=== WHAT IS BEING ASKED ===
Could you carry on the report below about the Yemeni joint forces' attacks on the Saudi-led coalition, picking up after its final sentence?

=== PASSAGE TO READ ===
=====

Here is how Yemeni joint forces escalate their acts against Saudi-led coalition
YemenExtra
Y.A
The Yemeni joint forces keep responding to the Saudi-led coalition’s airstrikes that killed and wounded over 600,000 people all over Yemen with firing missiles, foiling advances, attacking their sites and so on on Wednesday .
They launched airstrikes on Abha airport with Qasif-1 drone in Asir front, according to a military official.
They also hit Aramco company with Qasif-1 dron, fired a number of missiles, Bader-1, toward King Abdullah Economic City, fired Katyusha missiles toward Saudi soldiers’ gatherings in Mashriq site, and shot dead a Saudi soldier in Khubah in Jizan front.
Notably, they targeted Aramco Company’s distribution facility with several Badr-1 missiles and Saudi soldiers’ gatherings and their paid fighters in Sudais site with a missile, Zilzal-2 .Additionally, they carried out a sucessful offensive operation on the paid fighters’ sites , killing and wounding dozens of them and destroyed 4 Saudi military vehicles with missile and artillery shells in Sudais site in Najran front.
Furthermore, they targeted the Saudi Defense Ministry with Burkan-H2 missiles in the Saudi capital, Riyadh.
Al-Baida front witnesses that they killed and wounded scores of the paid fighters during foiling their advance toward Yemen joint forces’ sites in Qaifa district .
According to a statement by the Yemeni war media ,they carried out an attack on the paid fighters’ sites in Haijah area of Maslub district, killing and wounding many of them in AL-Jawf front.
They destroyed a military vehicle, loaded with paid fighters, with a guided missile in Melh valley of Nehm front, it read.

=====

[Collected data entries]
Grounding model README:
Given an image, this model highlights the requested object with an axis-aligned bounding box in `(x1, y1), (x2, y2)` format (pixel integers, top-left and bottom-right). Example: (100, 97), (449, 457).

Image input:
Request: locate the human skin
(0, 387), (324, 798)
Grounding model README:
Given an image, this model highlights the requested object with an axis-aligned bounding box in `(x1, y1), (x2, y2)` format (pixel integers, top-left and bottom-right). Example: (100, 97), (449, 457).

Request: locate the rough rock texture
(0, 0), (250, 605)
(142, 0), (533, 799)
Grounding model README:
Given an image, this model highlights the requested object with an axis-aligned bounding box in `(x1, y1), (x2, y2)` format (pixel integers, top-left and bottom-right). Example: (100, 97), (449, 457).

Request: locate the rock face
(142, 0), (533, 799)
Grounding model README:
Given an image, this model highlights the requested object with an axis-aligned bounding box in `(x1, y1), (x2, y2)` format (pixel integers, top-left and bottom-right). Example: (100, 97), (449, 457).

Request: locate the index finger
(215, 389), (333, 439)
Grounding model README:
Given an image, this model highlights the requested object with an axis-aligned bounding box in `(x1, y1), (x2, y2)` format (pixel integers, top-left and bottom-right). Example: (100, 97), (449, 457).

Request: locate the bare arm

=====

=== OUTPUT FOR THIS EXERCISE ===
To conclude it with their artillery force that shelled gatherings of Sudanese army and coalition paid fighters in the north of Midi desert.
In March 2015, Saudi Arabia and a coalition of its regional allies — mainly the united Arab Emirates and Jordan — started a war against Yemen with the declared aim of crushing the Houthi Ansarullah movement, who had taken over from the staunch Riyadh ally and fugitive former president Abd Rabbuh Mansur Hadi, while also seeking to secure the Saudi border with its southern neighbor. Three years and over 600,000 dead and injured Yemeni people later, the war has yielded little to that effect.
It killed 14,291 civilians. Among the 14,291 killed victims are 2,086 women and 9,148 men, according to statistics approved by the Legal Center for Rights and Development.
The number of wounded has reached 22,537, of which are 2,284 women and 17,384 men, who have to accept their new reality of no longer being capable of living a normal life
Moving on to recheck on the damages inflicted by the Yemeni infrastructure, reports indicate that the Saudi regime targeted, with American intelligence support, 15 airports, 14 ports, 2,425 roads and bridges, 179 stations and power generators, 688 water tanks and networks, 410 stations & communication networks, 1,761 government institutions and 41, 3297 destroyed and damaged houses.
According to the latest statistics published by the Legal Center for Rights and Development, nearly 269 chicken and cattle farms have been bombed. In addition and amid an unprecedented famine witnessed in Yemen, the Saudi-led coalition struck 307 factories, 609 commercial markets, 6,912 business establishments, 722 food stores, 596 food tankers, 349 fuel stations, 262 fuel tankers and 3,757 transporters
Almost everything is a target in Yemen, including service facilities, whereas the most recent statistics report the bombing of 903 mosques, 309 hospitals and health centers, 869 institutions and schools, 141 university facilities, 264 tourism facilities, 112 sports facilities, 35 media establishments, 216 archeological sites and finally, while imposing a fatal siege on Yemen, 2,654 agricultural fields targeted.
“Hodeida should be supporting more than 20 million Yemenis. It should be the source of at least 70 percent of all imports to Yemen,” Suze van Meegen, a protection and advocacy adviser with the Norwegian Refugee Council, told AFP.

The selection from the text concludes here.